WORK TO DO - Could you reproduce the stretch from the start of the listing through the line that contains "x=130, y=155", request text included, with every coordinate in the answer offset by 70? Leave the pictures out.

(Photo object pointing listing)
□ □ □ □ □ □ □

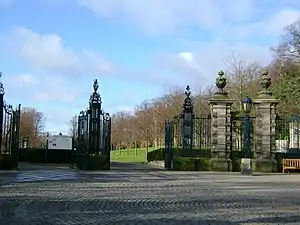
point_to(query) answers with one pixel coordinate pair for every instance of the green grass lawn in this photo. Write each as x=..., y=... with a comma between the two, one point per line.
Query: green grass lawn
x=130, y=155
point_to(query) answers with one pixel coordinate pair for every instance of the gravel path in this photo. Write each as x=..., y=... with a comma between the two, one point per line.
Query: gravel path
x=138, y=194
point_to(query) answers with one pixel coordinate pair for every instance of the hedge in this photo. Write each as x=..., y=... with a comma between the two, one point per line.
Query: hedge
x=7, y=162
x=199, y=159
x=41, y=155
x=158, y=154
x=191, y=164
x=91, y=162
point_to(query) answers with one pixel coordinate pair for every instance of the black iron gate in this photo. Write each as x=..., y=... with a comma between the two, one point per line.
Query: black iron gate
x=94, y=134
x=9, y=132
x=169, y=138
x=187, y=135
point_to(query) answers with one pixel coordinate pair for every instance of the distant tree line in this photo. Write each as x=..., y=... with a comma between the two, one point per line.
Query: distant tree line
x=144, y=127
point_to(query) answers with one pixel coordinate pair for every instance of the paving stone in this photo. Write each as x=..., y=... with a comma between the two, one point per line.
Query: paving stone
x=141, y=195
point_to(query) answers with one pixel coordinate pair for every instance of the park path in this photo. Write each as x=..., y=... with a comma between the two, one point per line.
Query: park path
x=139, y=194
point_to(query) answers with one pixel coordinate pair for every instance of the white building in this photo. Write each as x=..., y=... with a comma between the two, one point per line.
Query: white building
x=60, y=142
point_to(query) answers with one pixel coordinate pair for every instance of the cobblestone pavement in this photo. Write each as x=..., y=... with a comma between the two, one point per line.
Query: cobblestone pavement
x=136, y=194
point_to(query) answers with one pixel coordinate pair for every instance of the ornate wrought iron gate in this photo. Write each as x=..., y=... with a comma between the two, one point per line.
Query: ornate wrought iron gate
x=94, y=132
x=187, y=134
x=9, y=129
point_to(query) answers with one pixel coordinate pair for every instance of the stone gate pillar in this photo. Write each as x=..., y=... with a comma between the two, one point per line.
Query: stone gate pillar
x=221, y=127
x=265, y=135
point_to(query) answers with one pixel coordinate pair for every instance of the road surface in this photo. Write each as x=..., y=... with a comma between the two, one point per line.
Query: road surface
x=138, y=194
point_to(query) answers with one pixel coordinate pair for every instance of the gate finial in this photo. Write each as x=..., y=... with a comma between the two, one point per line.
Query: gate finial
x=95, y=96
x=265, y=83
x=221, y=82
x=2, y=92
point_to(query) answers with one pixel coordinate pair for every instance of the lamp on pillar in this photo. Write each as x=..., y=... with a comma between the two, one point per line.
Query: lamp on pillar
x=94, y=121
x=187, y=119
x=221, y=82
x=246, y=164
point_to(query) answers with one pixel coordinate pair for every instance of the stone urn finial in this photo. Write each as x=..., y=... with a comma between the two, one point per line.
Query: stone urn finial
x=265, y=83
x=221, y=82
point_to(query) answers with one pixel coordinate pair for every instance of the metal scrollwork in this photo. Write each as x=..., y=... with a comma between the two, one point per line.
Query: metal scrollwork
x=2, y=92
x=8, y=108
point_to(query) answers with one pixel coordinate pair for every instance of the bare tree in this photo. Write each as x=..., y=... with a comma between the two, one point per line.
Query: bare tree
x=32, y=126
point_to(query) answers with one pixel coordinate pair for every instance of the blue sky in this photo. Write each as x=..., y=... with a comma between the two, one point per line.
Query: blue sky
x=51, y=50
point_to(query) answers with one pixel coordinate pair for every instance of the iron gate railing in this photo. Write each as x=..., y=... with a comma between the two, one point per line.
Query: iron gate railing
x=9, y=129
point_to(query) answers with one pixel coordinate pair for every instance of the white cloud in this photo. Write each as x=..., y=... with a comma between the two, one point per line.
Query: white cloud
x=5, y=3
x=54, y=89
x=201, y=65
x=47, y=53
x=271, y=26
x=155, y=16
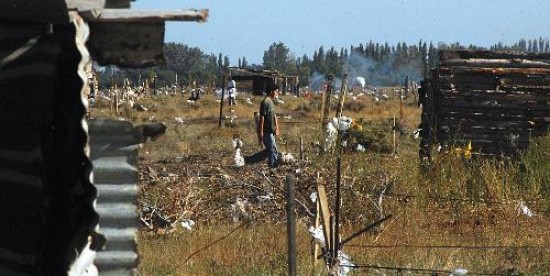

□ □ □ □ □ □ □

RESPONSE TO THIS TASK -
point_to(query) answers with one pixel coordinate pair for every instance of the green grass lawn in this photo. Write each as x=..., y=... with a comma between the two, one point per line.
Query: green grass lawn
x=200, y=225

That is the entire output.